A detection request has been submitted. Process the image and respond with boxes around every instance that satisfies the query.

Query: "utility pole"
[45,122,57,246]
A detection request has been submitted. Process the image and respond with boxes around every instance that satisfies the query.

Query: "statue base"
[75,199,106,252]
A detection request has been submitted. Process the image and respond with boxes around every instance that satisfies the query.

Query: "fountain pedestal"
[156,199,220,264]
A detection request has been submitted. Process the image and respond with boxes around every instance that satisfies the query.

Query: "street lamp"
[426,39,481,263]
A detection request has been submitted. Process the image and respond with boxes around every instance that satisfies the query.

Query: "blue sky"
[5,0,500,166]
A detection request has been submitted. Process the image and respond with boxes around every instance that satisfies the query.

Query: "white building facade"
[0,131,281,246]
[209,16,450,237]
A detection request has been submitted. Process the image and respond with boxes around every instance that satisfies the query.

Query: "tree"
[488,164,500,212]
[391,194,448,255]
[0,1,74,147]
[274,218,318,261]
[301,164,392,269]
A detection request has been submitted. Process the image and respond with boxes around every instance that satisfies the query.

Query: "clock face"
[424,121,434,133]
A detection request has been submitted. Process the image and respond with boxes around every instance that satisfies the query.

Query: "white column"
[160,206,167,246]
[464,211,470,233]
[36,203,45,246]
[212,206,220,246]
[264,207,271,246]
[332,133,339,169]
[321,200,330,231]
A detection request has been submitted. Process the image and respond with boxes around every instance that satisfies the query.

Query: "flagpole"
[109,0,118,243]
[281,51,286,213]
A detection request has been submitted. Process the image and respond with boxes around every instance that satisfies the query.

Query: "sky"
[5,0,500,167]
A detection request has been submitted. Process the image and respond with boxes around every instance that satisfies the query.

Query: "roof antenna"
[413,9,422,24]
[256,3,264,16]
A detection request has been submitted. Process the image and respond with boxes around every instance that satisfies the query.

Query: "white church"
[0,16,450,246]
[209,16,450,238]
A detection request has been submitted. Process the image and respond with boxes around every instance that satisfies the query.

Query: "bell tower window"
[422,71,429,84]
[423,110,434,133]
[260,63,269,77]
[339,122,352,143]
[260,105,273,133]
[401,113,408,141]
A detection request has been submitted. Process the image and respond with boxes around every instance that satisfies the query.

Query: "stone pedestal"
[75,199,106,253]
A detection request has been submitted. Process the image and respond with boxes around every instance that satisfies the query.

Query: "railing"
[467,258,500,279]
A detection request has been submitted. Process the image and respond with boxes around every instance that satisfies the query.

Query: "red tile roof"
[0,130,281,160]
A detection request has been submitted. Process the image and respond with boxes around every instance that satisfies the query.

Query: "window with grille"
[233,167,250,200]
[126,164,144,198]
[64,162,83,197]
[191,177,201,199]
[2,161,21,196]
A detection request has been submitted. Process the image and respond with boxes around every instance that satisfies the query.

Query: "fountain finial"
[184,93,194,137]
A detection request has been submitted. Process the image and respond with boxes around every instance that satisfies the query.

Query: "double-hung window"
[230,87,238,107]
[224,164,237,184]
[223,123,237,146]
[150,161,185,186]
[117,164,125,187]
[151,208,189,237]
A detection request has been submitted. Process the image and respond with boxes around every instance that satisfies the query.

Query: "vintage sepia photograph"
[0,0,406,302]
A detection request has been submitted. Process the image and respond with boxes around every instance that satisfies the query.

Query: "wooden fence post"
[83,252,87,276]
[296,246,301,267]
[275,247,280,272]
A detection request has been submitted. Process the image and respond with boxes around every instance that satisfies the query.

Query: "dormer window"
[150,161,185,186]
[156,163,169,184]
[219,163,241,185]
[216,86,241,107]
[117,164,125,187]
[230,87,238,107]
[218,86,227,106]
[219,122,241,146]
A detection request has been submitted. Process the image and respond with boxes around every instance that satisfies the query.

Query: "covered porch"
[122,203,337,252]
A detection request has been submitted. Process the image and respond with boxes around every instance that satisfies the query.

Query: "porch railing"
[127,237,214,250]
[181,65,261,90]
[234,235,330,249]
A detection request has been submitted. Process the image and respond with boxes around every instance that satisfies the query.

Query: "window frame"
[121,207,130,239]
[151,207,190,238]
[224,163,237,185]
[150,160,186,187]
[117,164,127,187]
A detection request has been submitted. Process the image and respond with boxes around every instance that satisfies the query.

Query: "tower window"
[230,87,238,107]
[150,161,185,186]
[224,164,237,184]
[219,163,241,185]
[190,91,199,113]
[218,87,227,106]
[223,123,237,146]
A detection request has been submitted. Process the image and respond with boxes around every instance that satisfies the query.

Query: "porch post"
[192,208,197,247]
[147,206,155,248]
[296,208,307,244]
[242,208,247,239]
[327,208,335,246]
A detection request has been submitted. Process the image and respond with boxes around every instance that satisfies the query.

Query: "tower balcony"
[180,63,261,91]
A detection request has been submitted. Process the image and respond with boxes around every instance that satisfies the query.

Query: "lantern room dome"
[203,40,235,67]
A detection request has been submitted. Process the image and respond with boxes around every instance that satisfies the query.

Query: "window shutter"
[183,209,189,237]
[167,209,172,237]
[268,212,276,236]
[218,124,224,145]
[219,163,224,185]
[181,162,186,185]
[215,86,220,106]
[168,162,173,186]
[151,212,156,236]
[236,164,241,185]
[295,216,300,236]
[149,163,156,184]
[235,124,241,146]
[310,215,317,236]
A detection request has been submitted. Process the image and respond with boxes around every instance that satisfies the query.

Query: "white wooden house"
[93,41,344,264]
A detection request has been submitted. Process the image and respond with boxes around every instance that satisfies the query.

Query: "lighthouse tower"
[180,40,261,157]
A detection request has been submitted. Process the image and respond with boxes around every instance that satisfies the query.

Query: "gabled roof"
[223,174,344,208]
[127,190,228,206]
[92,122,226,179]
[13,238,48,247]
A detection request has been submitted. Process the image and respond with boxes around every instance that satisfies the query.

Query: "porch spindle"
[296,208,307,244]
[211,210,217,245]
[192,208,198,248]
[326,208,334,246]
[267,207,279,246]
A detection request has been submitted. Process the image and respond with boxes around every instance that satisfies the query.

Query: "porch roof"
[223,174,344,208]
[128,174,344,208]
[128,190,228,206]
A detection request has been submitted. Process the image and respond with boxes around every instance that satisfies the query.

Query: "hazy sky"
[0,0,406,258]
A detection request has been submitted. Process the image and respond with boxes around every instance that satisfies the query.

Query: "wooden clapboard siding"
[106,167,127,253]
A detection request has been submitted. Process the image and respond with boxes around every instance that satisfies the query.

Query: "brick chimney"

DIRECTIVE >> State how many of the lines above contain the string "fountain", matching case exactly. Give only the number.

FINAL RESULT >> 2